| TASKS |
1. From the Coast Guard interview excerpt, reproduce word for word the part that opens with the words containing "Tonight it will" and closes with "Coast Guard altogether?".
2. According to the Coast Guard interview excerpt, how long did Ketcham serve in the Coast Guard altogether?
3. Resume the Coast Guard interview from the point where the excerpt ends.

So did you ever come back here for any reason, to Ellis Island?

KETCHAM:

This is my first trip since I got away.

SIGRIST:

(Laughs) Well, like you say, it was a long time ago.

KETCHAM:

And that's why I say, I forget a lot of stuff, because time -- I'm 78 and time marches on.

SIGRIST:

Tonight it will all come back to you as you're going to sleep.

KETCHAM:

Well, tonight -- today I'm 78.

SIGRIST:

When you look back at your time -- how long were you in the Coast Guard altogether?

KETCHAM:

Five years and five days.

SIGRIST:

Uh-huh. When you look back on that time now, how do you think about the time that you spent in the Coast Guard?

KETCHAM:

It wasn't bad. I was there, I got transferred to the ship, ran up to Boston; we ran out of Boston for -- I was on that for a little over a year. I transferred off of that into the First Coast Guard District; I was there working in the Hotel Brunswick, which was the Coast Guard station there, and I had various assignments, and then I was running the transportation out of there for all the people who were getting transferred around the country. And I did that until myself and this other fellow, a friend of ours who had gone overseas, and he had been writing that he was on an LST that was due for the invasion, and so the fellow's name was Steve Yuhase, Y-U-H-A-S-E. We volunteered for that, and they sent us to Norfolk, Virginia -- well, they didn't want to let us go because we were running the transportation; it was hard to train other people -- but they finally did let us go.

[Dataset items]
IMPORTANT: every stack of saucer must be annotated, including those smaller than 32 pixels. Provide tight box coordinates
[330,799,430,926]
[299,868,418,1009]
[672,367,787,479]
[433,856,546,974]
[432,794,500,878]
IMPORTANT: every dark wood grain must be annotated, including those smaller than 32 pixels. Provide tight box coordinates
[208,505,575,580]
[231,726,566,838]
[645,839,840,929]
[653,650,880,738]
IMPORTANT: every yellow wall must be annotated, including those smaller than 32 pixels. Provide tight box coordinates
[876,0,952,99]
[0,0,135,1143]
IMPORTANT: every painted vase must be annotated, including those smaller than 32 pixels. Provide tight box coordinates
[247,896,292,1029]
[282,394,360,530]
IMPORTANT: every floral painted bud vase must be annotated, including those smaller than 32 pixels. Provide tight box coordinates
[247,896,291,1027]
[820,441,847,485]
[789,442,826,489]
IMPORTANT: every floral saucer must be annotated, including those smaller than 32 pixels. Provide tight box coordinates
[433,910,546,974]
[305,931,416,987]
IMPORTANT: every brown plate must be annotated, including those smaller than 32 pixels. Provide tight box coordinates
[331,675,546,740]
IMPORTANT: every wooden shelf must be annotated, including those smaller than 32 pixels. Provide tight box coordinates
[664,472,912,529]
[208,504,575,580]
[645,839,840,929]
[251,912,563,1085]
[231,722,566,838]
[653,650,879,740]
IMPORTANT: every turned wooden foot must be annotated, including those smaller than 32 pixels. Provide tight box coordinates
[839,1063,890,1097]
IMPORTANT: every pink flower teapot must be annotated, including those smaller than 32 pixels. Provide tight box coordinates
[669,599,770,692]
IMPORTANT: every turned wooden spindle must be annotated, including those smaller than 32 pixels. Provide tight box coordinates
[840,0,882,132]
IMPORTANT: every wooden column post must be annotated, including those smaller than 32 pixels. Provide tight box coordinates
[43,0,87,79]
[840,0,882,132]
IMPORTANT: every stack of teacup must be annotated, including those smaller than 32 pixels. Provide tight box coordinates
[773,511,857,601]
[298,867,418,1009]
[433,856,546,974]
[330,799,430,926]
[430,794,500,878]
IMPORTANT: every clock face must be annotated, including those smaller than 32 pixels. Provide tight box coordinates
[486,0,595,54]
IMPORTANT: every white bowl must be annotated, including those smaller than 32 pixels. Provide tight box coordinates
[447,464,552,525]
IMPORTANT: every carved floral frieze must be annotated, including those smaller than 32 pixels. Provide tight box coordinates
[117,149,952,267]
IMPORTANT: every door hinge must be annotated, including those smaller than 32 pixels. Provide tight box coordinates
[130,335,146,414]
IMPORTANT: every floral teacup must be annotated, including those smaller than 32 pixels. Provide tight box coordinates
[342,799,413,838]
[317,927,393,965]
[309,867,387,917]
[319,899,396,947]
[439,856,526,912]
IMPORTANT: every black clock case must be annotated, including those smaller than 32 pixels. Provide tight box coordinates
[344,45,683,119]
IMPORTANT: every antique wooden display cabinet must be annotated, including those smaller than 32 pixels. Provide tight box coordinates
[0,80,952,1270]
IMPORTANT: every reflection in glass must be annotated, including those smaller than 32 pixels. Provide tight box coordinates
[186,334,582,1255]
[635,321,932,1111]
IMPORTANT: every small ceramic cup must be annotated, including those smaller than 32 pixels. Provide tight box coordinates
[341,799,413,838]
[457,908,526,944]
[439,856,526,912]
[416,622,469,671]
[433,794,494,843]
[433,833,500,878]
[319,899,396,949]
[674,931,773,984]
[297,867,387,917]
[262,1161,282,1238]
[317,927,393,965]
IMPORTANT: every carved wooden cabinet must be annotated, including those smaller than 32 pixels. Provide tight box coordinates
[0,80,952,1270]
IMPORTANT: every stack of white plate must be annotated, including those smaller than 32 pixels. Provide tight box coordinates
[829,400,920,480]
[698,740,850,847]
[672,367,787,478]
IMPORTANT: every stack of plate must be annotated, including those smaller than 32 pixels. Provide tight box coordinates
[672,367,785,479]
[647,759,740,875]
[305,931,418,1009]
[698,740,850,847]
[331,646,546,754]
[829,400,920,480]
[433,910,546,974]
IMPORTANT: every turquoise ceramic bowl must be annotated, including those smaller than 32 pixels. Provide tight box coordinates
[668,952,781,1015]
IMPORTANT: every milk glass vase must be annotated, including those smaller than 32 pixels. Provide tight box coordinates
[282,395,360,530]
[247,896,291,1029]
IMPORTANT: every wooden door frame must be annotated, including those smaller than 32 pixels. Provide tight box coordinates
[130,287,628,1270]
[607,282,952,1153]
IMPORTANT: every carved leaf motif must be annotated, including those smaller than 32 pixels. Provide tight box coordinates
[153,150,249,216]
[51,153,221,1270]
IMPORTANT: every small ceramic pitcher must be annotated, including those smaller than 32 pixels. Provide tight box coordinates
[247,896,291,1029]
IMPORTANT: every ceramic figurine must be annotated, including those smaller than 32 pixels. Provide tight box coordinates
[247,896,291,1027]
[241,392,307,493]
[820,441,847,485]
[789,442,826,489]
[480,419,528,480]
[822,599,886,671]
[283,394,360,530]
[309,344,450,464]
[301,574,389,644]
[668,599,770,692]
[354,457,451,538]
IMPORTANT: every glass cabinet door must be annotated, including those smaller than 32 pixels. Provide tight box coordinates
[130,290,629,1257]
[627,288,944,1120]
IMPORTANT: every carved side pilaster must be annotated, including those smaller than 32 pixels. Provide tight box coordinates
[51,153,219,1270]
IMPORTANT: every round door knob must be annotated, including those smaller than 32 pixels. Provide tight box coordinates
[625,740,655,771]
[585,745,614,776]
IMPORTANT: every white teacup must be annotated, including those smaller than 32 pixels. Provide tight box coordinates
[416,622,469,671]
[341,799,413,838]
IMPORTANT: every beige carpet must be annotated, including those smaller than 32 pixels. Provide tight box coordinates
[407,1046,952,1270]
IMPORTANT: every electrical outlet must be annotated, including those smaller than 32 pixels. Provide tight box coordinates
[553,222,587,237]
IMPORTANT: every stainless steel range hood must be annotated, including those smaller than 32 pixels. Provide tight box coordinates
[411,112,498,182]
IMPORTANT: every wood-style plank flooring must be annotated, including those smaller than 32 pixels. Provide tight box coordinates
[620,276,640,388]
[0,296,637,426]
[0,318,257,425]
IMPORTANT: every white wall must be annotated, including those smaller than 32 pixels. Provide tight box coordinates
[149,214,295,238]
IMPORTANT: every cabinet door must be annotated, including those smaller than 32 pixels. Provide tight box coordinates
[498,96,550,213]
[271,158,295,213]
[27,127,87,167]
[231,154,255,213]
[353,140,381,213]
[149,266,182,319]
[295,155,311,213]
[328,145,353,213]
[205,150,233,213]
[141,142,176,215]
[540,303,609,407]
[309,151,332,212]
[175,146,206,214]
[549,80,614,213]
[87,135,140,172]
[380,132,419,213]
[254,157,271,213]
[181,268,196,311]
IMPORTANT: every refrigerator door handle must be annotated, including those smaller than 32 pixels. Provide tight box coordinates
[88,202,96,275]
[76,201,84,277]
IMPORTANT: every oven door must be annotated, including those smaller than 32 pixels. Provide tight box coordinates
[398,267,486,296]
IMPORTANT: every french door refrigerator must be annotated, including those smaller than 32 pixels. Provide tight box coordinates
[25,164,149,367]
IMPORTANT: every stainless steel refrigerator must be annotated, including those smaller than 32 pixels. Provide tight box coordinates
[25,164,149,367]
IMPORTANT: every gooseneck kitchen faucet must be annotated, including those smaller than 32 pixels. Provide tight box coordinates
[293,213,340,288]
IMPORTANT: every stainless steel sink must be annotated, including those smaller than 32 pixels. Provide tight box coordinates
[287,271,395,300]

| LIST OF ANSWERS |
1.
Tonight it will all come back to you as you're going to sleep.

KETCHAM:

Well, tonight -- today I'm 78.

SIGRIST:

When you look back at your time -- how long were you in the Coast Guard altogether?

2. Five years and five days.

3.
SIGRIST:

Did you continue being athletic at all? Obviously, they didn't have a baseball team probably, on a ship, but -

KETCHAM:

No. Well, we went to Norfolk; we were there for about two or three weeks. They shipped us back to New York. But inadvertently somehow they -- I don't know whether they misinterpreted the orders or what, but we ended up in a -- in a Navy base on the Hudson River, instead of a Coast Guard base which was on Long Island. Where they gave us -- there were sixteen of us, and they gave us -- that were due to go to England -- and they gave us every rotten detail there was, these Navy guys. So one day when they had a call for baseball players, this other fellow and myself raced for the baseball line. They took us up to Macombs Dam Park up at Yankee Stadium, and we had a tryout with them; we both of us made the club. A couple of days later, they shipped the other fourteen guys over to Long Island to the - to the base there, and I don't know where they ever ended up.

SIGRIST:

(Laughs)

KETCHAM:

Well, I -- we lasted out--it was only a couple of months till the end of the baseball season. And then they shipped us over there, and then Steve Yuhase, my buddy there, he was shipped to the West Coast. And I ended up with a little escapade of my own there, and I finally was transferred up to Alaska.

SIGRIST:

Let me ask you this, because we need to end in just a moment. How do you think that being in the Coast Guard influenced the rest of your life?

KETCHAM:

Well, I liked the Coast Guard -- at that time. I don't know if I would have liked it after that, you know, when everybody was getting discharged and everything.

SIGRIST:

You enjoyed your time.

KETCHAM:

I enjoyed it

SIGRIST:

You enjoyed your time in the Coast Guard.

KETCHAM:

I served on three ships and in Alaska -- two of them were in Alaska.

SIGRIST:

You certainly got around, from place to place. Well, Mr. Ketcham, I want to thank you very much.

KETCHAM:

Thank you.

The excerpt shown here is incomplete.